[Tasks to perform]
1 > In the text about Graham, what did Graham himself do at one notable event in the early 1950s?
2 > Write the next part of the text about Graham, starting after its final line.

[Excerpted text]
******
Graham mentioned his meeting Albert Einstein, and how Einstein too saw the problem of real evil:

“Einstein made this statement: ‘It’s easier to denature plutonium than to denature the evil spirit of man.’”

He shows that beneficial technology can be used for remarkable evil. Technology can be twisted to into something corrupting. Graham noted the early internet and viruses as examples – 20 years later, I’d say it’s worse than that: I am thinking of internet porn, the objectification of women enabled by it (and the corresponding bad fruit of rampant sexual misconduct we are experiencing today), blackmailing ransomware attacks, digital theft, online harassment that has caused people to commit suicide, and the nasty verbal abuse enabled by the anonymity of the web.

Technology is great, but can be used for great evil, Graham says.

The problem is not technology. The problem is the person using it. King David said he knew the depths of his own soul. He couldn’t free himself from his personal problems and evils that included even murder and adultery.

Graham says our heart and our soul is something not measured by science, not addressed by medicine, left untouched by technology.

“And it yearns for God, and something more than technology. And it’s that part of you that yearns for meaning in life, and it seeks for something beyond this life. It’s part of you that yearns for God.”

It was Graham’s yearning for God that led him, in the early 1950s, to desegregate the churches and assemblies where he was speaking. At one notable event, Graham himself walked down and cut the ropes segregating the white and black sections of the audience, and told the people that Christianity is neither white nor black, and that the Messiah is Lord over all.

Graham’s own death today, remarkably, revealed the hearts of people, some for good, some for evil.

While past US Presidents praised Graham, others showed utter contempt:

Why the hate? Evil hearts.
******
[Stored entries]

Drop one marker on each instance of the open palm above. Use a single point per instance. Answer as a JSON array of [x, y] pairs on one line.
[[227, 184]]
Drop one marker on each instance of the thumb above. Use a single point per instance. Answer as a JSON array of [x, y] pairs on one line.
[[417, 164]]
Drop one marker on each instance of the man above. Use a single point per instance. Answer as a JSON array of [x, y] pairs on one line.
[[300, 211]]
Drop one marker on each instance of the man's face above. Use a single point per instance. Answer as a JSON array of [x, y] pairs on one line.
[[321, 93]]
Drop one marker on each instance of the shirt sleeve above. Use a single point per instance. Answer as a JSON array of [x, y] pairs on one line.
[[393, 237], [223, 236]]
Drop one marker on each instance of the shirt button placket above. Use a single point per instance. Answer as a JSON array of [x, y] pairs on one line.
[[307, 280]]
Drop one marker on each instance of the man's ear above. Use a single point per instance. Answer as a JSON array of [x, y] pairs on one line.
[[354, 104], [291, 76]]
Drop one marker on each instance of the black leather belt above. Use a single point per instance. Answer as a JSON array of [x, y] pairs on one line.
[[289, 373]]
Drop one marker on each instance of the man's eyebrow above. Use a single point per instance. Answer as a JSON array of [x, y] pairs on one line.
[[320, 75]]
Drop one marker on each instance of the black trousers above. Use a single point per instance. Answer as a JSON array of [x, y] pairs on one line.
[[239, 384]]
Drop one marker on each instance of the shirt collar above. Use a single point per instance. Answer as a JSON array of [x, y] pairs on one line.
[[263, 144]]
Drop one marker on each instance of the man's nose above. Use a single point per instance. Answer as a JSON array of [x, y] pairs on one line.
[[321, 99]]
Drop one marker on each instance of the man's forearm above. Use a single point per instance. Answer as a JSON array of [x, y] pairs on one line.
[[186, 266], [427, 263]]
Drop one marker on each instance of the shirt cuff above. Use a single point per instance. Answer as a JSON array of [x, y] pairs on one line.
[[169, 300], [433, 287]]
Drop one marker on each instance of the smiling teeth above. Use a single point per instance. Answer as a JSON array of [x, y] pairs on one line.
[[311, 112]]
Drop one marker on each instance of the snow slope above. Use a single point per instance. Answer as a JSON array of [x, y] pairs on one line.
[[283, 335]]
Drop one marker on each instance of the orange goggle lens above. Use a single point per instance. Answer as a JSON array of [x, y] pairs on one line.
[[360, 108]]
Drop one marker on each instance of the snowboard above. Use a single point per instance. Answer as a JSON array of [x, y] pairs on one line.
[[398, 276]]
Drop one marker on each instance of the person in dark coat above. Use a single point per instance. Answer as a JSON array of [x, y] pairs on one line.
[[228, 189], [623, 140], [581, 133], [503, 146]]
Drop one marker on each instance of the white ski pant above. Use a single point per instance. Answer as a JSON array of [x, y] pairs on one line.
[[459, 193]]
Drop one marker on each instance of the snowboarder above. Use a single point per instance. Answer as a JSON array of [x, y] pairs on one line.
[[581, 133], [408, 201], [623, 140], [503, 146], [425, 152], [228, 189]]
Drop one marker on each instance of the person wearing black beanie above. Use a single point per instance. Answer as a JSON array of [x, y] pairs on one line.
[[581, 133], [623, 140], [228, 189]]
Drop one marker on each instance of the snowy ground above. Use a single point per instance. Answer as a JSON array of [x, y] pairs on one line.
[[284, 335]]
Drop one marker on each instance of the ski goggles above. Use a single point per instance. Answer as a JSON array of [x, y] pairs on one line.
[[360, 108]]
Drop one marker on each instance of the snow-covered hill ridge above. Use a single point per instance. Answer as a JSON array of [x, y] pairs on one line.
******
[Answers to the tasks]
1 > He walked down and cut the ropes segregating the white and black sections of the audience.

2 >
Some folks, particularly secular leftists, felt condemned by Billy Graham’s Bible-based preaching. While Graham boldly preached in the 1950s that “there is no Biblical basis for segregation”, it’s with that same boldness he consistently spoke against sexual immorality as defined by the same Bible: adultery, promiscuity, and homosexuality. For this, some on the left demonize him and celebrate his death today.

Celebrating the death of a righteous man is, well, wicked.

This is the same wickedness of the human heart that is left unaddressed by science, technology, and medicine.

What addresses human evil?

God gives a tangible way to solve evil. It’s not easy. It’s not glamorous.

Evil – the problem unaddressed by science, technology, and medicine – is addressed by God in this way: each person must acknowledge the evil he’s done.

That takes humility. Acknowledging your own faults before God and people. It’s good for the soul.

Then, that person asks for forgiveness – both of God and the persons wronged.

Then, that person makes restitution – both with God and the persons wronged.

Then, that person – now with a softened and humble attitude – changes his behavior. The person is transformed from a wicked person into someone who reflects God’s own character. An angry and abusive alcoholic becomes a gentle, soft-spoken and clear-minded light for humanity. A drug addict turns his life around. A man turns a corner in his life.

We’ve seen this happen a thousand times; it actually works. It’s King David’s repentance. It’s Paul life-turn-around. It’s the message of Jesus and the Hebrew Prophets. It’s a cure for the worst problem humanity has.

And Billy Graham preached that message his whole life. To paupers and Presidents. And to everyone that would listen.

"Someday you will read or hear that Billy Graham is dead. Don’t you believe a word of it. I shall be more alive than I am now. I will just have changed my address. I will have gone into the presence of God."

-Billy Graham

The world has lost – for now! – one of its greatest servants of God. His hope in the resurrection – a hope that Jews and Christians share – will one day be realized in full for the great Reverend Billy Graham. May his memory be a blessing for you as it is for me, fine Kineti reader.